◆ WRITTEN INSTRUCTION A
In the Coral Sea post, what year is given for Tennyson's poem "Locksley Hall"?

======== GIVEN PASSAGE ========

"Today in History" - What happened on this date in history? Author Brian T. Bolten presents something interesting, strange, amusing or tragic. Whatever it is, it happened TODAY.........
Sunday, May 4, 2014
MAY 4 = The Battle of the Coral Sea
Above: The aircraft carrier U.S.S. Lexington explodes, 5/8/1942.
“For I dipt into the future, far as human eye could see,
Saw the Vision of the world, and all the wonder that would be;
Saw the heavens fill with commerce, argosies of magic sails,
Pilots of the purple twilight dropping down with costly bales;
Heard the heavens fill with shouting, and there rain'd a ghastly dew
From the nations' airy navies grappling in the central blue;
Far along the world-wide whisper of the south-wind rushing warm,
With the standards of the peoples plunging thro' the thunder-storm;”
- Alfred Lord Tennyson in his poem “Locksley Hall”, 1835.
No, Tennyson was not writing science fiction – that would be left to his contemporary Jules Verne who in 1869-70 wrote in “20,000 Leagues Beneath the Sea” of the fantastic idea of a ship that could operate under water! Tennyson was writing more allegorically of an idea - navies employing airplanes - which would revolutionize naval warfare in a far more distant future. And as far off as it may seem today, up until World War Two, naval battles were invariably affairs of surface ships slugging it out broadside to broadside. While all of the world powers built huge battleships to slug it out in the old way, it was naval airpower that would decide the fate of the war in the vast expanses of the South Pacific. This idea of our navy projecting power into far distant places - such as dispatching a team of Navy Seals into Osama Bin Laden's bedroom, was just about to be born in the South Pacific. Japan had struck the first blow in that battle with its attack on Pearl Harbor on Dec.7, 1941. Luckily for us, our aircraft carriers happened to be away that Sunday morning.

========

◆ WRITTEN INSTRUCTION B
Rewrite the segmentation rows below as a JSON list of strings, one string per line, skipping blank lines. Leave the picture out.

======== RECORDS SHOWN ========

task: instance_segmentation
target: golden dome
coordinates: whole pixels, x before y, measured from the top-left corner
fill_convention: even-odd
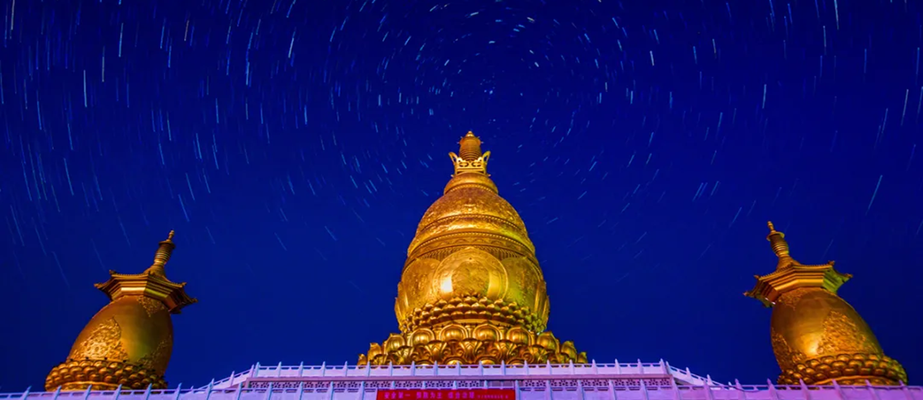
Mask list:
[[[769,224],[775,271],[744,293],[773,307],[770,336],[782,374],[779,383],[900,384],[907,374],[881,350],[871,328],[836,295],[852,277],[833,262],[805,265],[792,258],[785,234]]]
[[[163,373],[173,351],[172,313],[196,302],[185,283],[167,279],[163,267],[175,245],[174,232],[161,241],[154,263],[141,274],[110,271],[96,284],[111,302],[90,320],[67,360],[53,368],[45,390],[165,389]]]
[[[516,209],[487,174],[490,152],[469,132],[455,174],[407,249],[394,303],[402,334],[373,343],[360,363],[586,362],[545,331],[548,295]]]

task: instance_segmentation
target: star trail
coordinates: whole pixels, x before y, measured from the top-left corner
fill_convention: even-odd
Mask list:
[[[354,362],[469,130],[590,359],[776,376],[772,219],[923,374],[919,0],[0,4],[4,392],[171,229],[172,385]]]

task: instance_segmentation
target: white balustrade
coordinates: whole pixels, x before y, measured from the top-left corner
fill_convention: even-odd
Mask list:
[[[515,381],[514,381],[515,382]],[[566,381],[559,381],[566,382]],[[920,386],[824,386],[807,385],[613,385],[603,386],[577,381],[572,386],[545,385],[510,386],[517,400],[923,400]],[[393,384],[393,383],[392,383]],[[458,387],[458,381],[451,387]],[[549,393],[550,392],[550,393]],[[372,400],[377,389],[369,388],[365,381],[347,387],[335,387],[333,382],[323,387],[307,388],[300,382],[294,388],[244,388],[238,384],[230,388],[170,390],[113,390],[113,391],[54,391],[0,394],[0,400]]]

========

◆ FINAL ANSWER A
1835

◆ FINAL ANSWER B
[
  "task: instance_segmentation",
  "target: golden dome",
  "coordinates: whole pixels, x before y, measured from the top-left corner",
  "fill_convention: even-odd",
  "Mask list:",
  "[[[769,224],[775,271],[744,293],[773,307],[770,336],[782,374],[779,383],[900,384],[907,374],[881,350],[871,328],[836,295],[852,277],[833,262],[805,265],[792,258],[785,234]]]",
  "[[[163,373],[173,351],[172,313],[196,302],[185,283],[167,279],[163,267],[175,245],[174,232],[161,241],[154,263],[141,274],[110,271],[96,284],[111,302],[90,320],[67,360],[53,368],[45,390],[165,389]]]",
  "[[[516,209],[487,174],[490,152],[469,132],[455,174],[407,249],[394,303],[402,334],[373,343],[360,363],[586,362],[545,331],[548,295]]]",
  "task: instance_segmentation",
  "target: star trail",
  "coordinates: whole pixels, x before y, measured from the top-left corner",
  "fill_convention: even-odd",
  "Mask list:",
  "[[[354,362],[469,130],[590,359],[776,376],[772,219],[923,374],[919,0],[0,4],[4,392],[171,229],[172,385]]]",
  "task: instance_segmentation",
  "target: white balustrade",
  "coordinates: whole pixels, x before y, measured from the top-left corner",
  "fill_convention: even-odd",
  "Mask list:",
  "[[[515,381],[514,381],[515,382]],[[566,381],[559,381],[566,382]],[[920,386],[824,386],[807,385],[613,385],[603,386],[577,381],[572,386],[545,385],[510,386],[517,400],[923,400]],[[393,384],[393,383],[392,383]],[[458,387],[458,381],[451,387]],[[549,393],[550,392],[550,393]],[[372,400],[377,389],[369,388],[365,381],[347,387],[335,387],[333,382],[323,387],[307,388],[300,382],[294,388],[244,388],[238,384],[230,388],[170,390],[113,390],[113,391],[54,391],[0,394],[0,400]]]"
]